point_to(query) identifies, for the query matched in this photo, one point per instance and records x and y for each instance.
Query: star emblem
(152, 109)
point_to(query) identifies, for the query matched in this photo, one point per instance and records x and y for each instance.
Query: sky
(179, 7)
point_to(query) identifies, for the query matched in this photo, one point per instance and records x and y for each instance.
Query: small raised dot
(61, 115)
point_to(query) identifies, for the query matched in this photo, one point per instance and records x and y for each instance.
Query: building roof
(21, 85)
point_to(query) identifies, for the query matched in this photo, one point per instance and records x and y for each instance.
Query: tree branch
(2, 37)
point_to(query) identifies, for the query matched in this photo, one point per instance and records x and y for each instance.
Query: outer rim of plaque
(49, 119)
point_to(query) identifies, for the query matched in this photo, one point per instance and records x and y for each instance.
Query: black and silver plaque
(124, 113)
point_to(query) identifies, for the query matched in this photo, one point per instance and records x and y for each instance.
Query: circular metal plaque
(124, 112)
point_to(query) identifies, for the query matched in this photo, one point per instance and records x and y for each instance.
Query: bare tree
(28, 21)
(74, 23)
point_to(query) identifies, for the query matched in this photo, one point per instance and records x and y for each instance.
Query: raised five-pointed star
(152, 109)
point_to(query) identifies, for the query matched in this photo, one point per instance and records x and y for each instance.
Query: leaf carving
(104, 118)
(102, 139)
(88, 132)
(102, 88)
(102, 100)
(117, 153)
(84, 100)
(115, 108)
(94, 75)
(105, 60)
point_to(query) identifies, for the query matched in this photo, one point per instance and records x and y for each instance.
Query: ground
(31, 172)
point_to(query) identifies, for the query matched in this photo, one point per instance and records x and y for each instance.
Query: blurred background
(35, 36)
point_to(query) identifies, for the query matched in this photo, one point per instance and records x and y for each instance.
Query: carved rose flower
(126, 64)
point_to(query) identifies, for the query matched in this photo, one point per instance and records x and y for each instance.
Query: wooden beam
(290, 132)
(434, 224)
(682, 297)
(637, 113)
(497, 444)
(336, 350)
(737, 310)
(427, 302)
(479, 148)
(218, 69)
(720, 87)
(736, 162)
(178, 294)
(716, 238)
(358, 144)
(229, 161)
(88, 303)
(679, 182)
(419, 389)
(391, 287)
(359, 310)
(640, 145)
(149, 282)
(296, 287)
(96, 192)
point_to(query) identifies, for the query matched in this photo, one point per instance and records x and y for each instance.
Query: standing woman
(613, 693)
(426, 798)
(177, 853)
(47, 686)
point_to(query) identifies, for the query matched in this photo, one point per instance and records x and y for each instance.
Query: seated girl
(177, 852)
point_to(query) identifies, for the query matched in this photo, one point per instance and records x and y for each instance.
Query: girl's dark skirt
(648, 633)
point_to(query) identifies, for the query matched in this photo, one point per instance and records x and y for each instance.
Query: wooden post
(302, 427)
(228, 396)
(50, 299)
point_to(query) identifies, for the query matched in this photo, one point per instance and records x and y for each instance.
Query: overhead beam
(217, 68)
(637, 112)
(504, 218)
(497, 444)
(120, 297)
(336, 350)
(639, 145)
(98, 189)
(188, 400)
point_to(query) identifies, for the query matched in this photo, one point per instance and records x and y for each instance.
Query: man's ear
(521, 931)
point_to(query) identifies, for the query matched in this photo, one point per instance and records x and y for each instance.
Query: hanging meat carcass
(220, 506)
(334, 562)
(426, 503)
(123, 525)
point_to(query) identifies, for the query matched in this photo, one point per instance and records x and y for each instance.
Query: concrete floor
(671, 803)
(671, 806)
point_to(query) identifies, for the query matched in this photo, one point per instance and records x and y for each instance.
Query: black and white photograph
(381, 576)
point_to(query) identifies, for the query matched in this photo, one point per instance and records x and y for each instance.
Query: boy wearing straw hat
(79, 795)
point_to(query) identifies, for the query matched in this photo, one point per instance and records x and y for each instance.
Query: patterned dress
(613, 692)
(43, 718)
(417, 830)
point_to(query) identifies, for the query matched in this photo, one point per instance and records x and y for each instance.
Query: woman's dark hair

▬▬▬▬▬▬

■ Goal
Extract every record and return it verbatim.

■ Final result
point_to(query) identifies, for the query matched in this photo, one point per instance and records x and y for each instance.
Query: star emblem
(152, 109)
point_to(query) identifies, for the query matched in this photo, one point per instance and records x and y for each instance.
Query: sky
(179, 7)
point_to(query) identifies, for the query matched in this photo, one point per instance and records x and y for each instance.
Query: small raised dot
(61, 115)
point_to(query) identifies, for the query matched in this photo, one point per instance and records x and y for each instance.
Query: building roof
(21, 85)
point_to(query) identifies, for the query matched in this photo, one point per instance and records x and y for each instance.
Query: tree branch
(2, 37)
point_to(query) identifies, for the query matched in this photo, one point per instance and records x and y for each instance.
Query: outer rim of plaque
(49, 119)
point_to(query) identifies, for the query matched in this photo, one point per instance and records x and y for each instance.
Query: black and silver plaque
(124, 113)
point_to(query) identifies, for the query matched in this photo, one point per instance and records x and y for each instance.
Query: circular metal plaque
(124, 112)
point_to(query) identifies, for the query matched in this photo, one point per instance and records x and y for each instance.
Query: bare tree
(28, 21)
(74, 23)
point_to(query) identifies, for the query matched in this photo, one point per instance and records x and y for each instance.
Query: raised five-pointed star
(152, 109)
point_to(query) identifies, for the query matched in this photo, one point per instance and records x and y for each instance.
Query: leaf carving
(104, 118)
(102, 139)
(88, 132)
(102, 88)
(102, 100)
(117, 153)
(84, 100)
(115, 108)
(94, 75)
(105, 60)
point_to(query) identifies, for the query matched in this photo, one point per instance and records x and y for each instance.
Query: ground
(31, 172)
point_to(query) identifies, for the query matched in this photo, one point per instance and records x and y for each instance.
Query: blurred background
(35, 36)
point_to(query) identifies, for the query matched in this photo, one point per instance and records x and y for each instance.
Query: carved rose flower
(126, 64)
point_to(query) identifies, for the query matched in this photo, one point per instance and records x and y for each instance.
Query: wooden beam
(290, 132)
(434, 224)
(682, 297)
(637, 113)
(497, 444)
(336, 350)
(737, 310)
(427, 302)
(479, 148)
(218, 69)
(720, 87)
(736, 162)
(178, 294)
(716, 238)
(358, 144)
(229, 161)
(88, 303)
(679, 182)
(419, 389)
(391, 287)
(359, 310)
(640, 145)
(149, 282)
(296, 287)
(96, 192)
point_to(query) identifies, for the query matched in this photo, one point per instance and records x and y for each instance.
Query: standing woman
(613, 693)
(426, 798)
(177, 853)
(47, 686)
point_to(query) identifies, for the query matched in this photo, one point per instance and records x and y for each instance.
Query: seated girl
(177, 852)
point_to(query) identifies, for the query matched in this photo, one point per instance and records x and y for each instance.
Query: girl's dark skirt
(648, 633)
point_to(query) identifies, for the query matched in this photo, one point per instance and records x and y for each instance.
Query: wooden post
(302, 427)
(228, 396)
(50, 299)
point_to(query) identifies, for the query matched in this photo, one point per instance and records x and y for each instance.
Query: overhead beam
(217, 68)
(637, 112)
(504, 218)
(497, 444)
(120, 297)
(336, 350)
(639, 145)
(98, 189)
(188, 400)
point_to(query) identifies, for the query matched in this photo, one point per instance and records x and y for each instance.
Query: man's ear
(521, 931)
point_to(query) identifies, for the query matched in this photo, one point per instance and records x and y for each instance.
Query: hanging meat carcass
(220, 506)
(334, 562)
(426, 503)
(123, 525)
point_to(query) identifies, for the query matched in this photo, one point per instance and records x and y for each instance.
Query: concrete floor
(671, 803)
(671, 806)
point_to(query) identifies, for the query matched in this photo, one point per instance and records x and y for each instance.
Query: black and white photograph
(381, 576)
point_to(query) identifies, for the query matched in this photo, one point per instance and records x and y for each instance.
Query: boy wearing straw hat
(79, 795)
point_to(query) identifies, for the query matched in this photo, one point per instance and records x and y for each instance.
Query: patterned dress
(613, 692)
(43, 718)
(417, 830)
point_to(query) identifies, for the query matched in this photo, one point per instance and records x and y for each instance.
Query: woman's dark hair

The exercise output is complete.